> _What you have to do_
Swap "Place a marker" for "Put a pin" wherever it occurs in the items below, and reproduce them with no other changes.

> _Provided data_
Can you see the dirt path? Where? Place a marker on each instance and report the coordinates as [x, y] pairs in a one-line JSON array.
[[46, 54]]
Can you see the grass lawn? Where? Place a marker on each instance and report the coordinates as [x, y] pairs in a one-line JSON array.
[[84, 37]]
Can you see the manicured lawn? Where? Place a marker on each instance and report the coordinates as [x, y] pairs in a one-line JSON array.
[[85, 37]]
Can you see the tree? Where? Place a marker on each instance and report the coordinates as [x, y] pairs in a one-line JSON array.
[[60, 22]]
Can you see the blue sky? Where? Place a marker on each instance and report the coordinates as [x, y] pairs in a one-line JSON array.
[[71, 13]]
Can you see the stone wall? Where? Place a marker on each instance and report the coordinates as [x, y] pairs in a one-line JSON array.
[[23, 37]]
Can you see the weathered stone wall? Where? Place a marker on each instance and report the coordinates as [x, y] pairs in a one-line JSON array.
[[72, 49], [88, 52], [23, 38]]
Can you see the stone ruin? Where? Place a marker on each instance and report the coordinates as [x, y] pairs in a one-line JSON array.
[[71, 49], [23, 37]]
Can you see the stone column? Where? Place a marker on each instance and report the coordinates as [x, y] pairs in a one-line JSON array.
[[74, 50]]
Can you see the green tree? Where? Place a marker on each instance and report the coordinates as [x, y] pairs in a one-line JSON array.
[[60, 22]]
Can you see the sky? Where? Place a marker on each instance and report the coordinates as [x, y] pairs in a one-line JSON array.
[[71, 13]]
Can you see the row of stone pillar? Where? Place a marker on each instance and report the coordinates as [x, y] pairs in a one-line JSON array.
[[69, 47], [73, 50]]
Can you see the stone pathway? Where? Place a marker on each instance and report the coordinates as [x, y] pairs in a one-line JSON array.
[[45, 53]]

> _Task solution_
Can you see the dirt path? Where? Put a pin on each instance and report the coordinates as [x, y] pairs in a one-line JSON array.
[[46, 54]]
Can you see the grass lawn? Where? Put a pin on each instance and report the coordinates as [x, y] pairs in a one-line JSON array.
[[84, 37]]
Can you see the manicured lawn? Where? Put a pin on each instance and report the coordinates as [x, y] pairs in a one-line JSON array.
[[85, 37]]
Can you see the tree? Where? Put a pin on each instance and report the coordinates as [x, y] pairs in a one-line JSON array.
[[60, 22]]
Can you see the blue sky? Where? Put a pin on each instance and report the coordinates as [x, y] pairs in a one-line JSON array.
[[71, 13]]
Can you see the stone wall? Where? Put a pin on each instance and report the coordinates as [x, y] pairs in a one-line JSON array.
[[23, 37]]
Can you see the weathered stone wall? Where? Put a pin on each instance and report the coordinates as [x, y] pairs in a one-line JSON array.
[[72, 49], [88, 52], [23, 38]]
Can you see the stone ruin? Where? Put a pin on each instance and report the coordinates as [x, y] pairs in a one-line JSON array.
[[71, 49], [23, 37]]
Can you see the stone column? Where? Put a pin on each instance and report the coordinates as [x, y] pairs in a one-line JSON array.
[[74, 50]]
Can you see the green tree? Where? Put a pin on each instance and report the coordinates as [x, y] pairs in a one-line JSON array.
[[60, 22]]
Can you see the sky? Where? Put a pin on each instance and report the coordinates as [x, y] pairs in a one-line JSON array.
[[71, 13]]
Can you see the row of stone pillar? Where? Put a pin on each instance and report the coordinates as [x, y] pairs in a one-line JSON array.
[[69, 47], [73, 50]]
Can you see the stone pathway? Where? Put a pin on each instance and report the coordinates as [x, y] pairs in a one-line JSON array.
[[45, 53]]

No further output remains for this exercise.